**DATASET EXCERPTS**
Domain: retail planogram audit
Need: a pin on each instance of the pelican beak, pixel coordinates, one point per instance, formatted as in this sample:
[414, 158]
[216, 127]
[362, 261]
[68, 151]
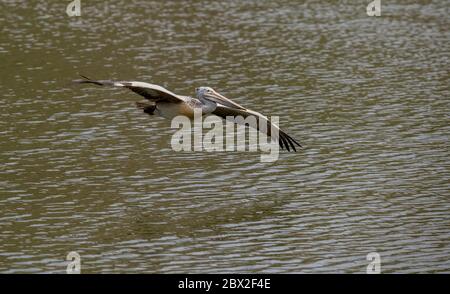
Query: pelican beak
[216, 97]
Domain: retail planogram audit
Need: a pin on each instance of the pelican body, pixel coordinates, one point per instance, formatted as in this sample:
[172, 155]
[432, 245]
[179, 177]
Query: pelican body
[169, 105]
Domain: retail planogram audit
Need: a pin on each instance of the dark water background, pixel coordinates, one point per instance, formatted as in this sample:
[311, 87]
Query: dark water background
[82, 170]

**WHAT YOU HAVE TO DO**
Can you reproduce the full listing above with "retail planogram audit" swapped for "wildlife photo review" each time it appears and every other line unchanged? Omit the pictures.

**THE RESPONSE**
Domain: wildlife photo review
Need: a pin on each instance of the pelican beak, pixel coordinates, one point per instance, formatted as in this sample:
[414, 158]
[216, 127]
[362, 261]
[68, 151]
Query: pelican beak
[216, 97]
Domain: wildlife photo review
Need: a pin on each instance of the pelican body, pixel coordinates, one point per instance, formatted as in this sample:
[172, 155]
[432, 245]
[179, 177]
Query: pelican body
[169, 105]
Domain: wildlife photo review
Need: a pin on each instance of the dark water background, pixel coordinates, one point per instance, formatted as in this sample:
[311, 87]
Query: dark water background
[82, 170]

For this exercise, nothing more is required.